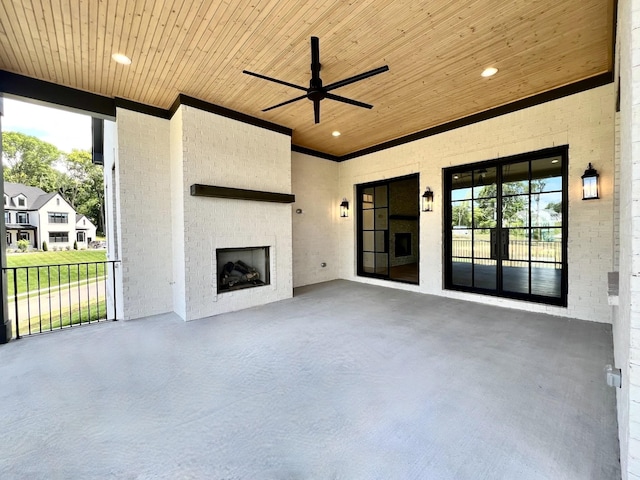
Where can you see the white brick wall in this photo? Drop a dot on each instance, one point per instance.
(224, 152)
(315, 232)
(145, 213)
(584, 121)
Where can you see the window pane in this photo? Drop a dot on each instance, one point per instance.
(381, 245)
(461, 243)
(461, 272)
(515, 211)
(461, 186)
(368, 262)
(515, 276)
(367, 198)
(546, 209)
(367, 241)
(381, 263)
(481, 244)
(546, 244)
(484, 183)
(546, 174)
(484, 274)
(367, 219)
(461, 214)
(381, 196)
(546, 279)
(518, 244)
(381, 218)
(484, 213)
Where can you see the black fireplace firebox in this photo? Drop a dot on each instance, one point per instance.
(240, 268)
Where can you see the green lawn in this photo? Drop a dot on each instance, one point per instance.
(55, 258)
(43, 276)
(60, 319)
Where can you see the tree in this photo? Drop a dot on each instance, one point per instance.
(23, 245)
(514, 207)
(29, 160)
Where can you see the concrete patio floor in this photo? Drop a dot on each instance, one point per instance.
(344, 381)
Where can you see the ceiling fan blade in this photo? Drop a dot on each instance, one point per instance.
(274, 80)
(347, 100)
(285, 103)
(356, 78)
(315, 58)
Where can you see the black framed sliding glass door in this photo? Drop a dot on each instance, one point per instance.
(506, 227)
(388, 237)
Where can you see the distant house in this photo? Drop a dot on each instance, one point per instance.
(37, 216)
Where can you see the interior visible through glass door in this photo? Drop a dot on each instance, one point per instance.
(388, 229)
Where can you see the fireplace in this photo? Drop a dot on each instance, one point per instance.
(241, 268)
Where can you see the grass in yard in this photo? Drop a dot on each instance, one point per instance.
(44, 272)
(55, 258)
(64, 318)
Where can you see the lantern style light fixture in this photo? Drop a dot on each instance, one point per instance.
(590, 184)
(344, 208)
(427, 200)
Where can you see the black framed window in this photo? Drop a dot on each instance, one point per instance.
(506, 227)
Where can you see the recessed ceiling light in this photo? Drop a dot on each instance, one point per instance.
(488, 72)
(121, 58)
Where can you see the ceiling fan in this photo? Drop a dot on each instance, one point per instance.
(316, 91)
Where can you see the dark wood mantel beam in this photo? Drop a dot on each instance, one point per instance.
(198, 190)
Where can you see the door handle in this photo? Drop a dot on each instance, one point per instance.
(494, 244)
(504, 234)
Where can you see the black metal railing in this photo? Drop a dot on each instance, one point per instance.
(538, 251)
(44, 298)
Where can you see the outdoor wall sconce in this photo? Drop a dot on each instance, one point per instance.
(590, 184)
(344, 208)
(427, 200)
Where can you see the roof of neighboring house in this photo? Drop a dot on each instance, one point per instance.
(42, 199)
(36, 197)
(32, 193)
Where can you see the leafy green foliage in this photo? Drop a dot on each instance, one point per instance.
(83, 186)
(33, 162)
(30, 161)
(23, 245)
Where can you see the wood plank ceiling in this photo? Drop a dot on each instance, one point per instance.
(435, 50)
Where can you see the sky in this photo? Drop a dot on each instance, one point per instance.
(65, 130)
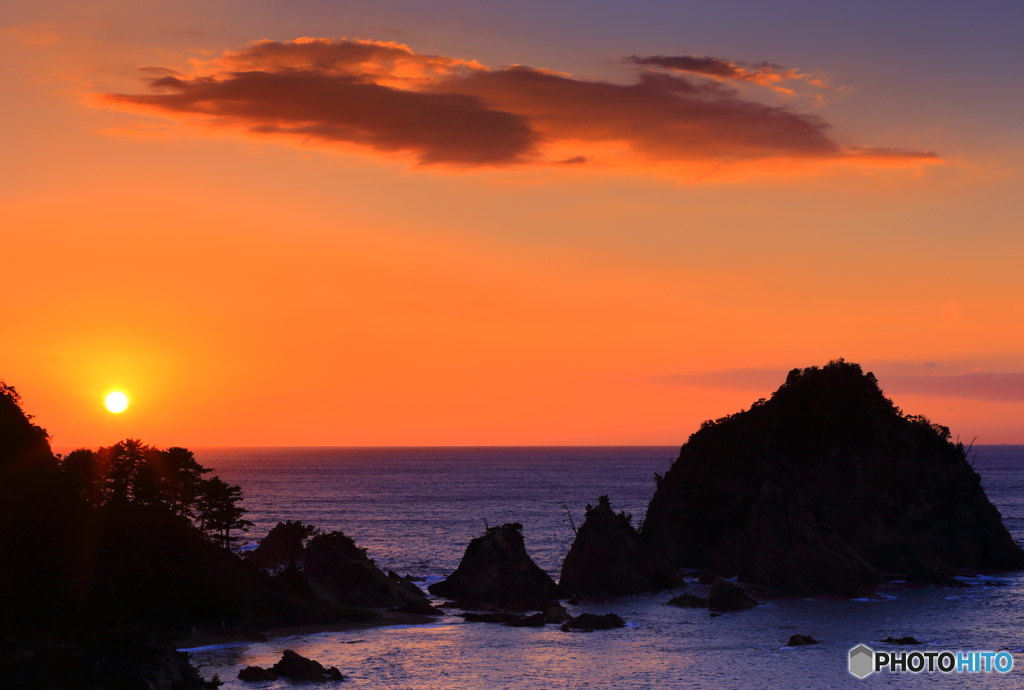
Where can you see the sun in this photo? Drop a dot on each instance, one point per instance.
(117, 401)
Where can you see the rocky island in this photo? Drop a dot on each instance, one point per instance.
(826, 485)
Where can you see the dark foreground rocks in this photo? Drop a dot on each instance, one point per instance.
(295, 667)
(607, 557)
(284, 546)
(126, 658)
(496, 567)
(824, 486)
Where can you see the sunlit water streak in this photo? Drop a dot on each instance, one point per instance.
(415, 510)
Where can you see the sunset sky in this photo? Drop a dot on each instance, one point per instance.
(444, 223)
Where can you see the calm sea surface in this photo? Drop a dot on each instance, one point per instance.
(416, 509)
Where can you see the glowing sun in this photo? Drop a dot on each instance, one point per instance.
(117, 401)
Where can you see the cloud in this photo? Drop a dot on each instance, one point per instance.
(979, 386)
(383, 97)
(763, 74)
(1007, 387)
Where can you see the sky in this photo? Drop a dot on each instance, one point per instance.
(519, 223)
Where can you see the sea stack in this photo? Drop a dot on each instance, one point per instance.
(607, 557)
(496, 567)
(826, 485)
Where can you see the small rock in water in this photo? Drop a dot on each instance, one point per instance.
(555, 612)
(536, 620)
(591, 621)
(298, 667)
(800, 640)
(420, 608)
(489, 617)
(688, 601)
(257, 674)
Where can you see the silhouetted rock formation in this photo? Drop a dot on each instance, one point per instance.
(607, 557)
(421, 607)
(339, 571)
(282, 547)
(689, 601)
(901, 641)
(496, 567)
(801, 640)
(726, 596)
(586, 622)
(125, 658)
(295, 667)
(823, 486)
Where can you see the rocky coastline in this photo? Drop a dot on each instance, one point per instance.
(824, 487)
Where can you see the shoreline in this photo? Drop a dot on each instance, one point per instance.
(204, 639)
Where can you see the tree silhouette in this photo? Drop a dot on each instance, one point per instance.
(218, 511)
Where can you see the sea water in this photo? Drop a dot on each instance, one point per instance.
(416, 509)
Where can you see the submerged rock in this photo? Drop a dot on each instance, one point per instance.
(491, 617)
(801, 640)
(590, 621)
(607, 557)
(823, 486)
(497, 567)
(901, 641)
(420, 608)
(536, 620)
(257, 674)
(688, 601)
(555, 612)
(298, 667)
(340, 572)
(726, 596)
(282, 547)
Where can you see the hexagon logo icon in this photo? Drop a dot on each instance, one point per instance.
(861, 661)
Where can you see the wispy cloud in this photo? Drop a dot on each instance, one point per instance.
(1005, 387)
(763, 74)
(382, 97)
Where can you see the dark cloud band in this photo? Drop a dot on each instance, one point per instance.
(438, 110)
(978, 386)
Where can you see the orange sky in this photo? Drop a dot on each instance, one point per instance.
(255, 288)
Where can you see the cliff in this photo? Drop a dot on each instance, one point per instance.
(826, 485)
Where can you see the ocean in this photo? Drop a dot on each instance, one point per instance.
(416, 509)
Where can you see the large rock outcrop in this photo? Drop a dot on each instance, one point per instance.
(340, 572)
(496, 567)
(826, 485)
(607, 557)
...
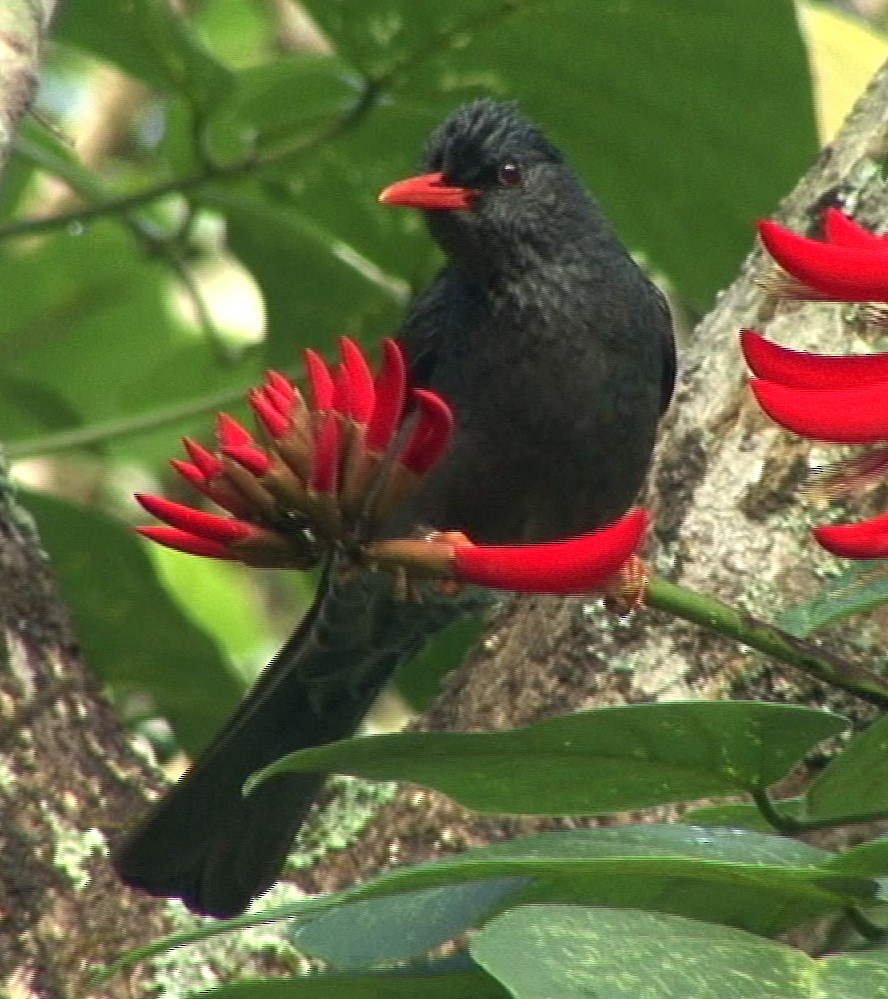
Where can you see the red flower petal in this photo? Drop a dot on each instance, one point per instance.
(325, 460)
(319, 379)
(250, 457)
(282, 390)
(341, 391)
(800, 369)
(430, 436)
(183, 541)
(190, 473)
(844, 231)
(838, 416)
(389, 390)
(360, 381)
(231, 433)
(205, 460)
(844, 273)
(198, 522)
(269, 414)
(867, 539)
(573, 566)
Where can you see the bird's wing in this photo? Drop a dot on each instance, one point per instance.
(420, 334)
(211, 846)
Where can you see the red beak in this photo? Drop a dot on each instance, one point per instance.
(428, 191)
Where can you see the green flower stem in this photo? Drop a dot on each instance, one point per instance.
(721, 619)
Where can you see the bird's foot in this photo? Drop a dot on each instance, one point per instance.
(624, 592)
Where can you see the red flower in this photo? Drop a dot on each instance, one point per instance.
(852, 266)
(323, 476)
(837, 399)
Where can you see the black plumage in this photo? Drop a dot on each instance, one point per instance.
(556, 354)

Instructions for the task. Please count the lines in the records that contain the string "house", treating case as significant, and give only the number.

The output. 2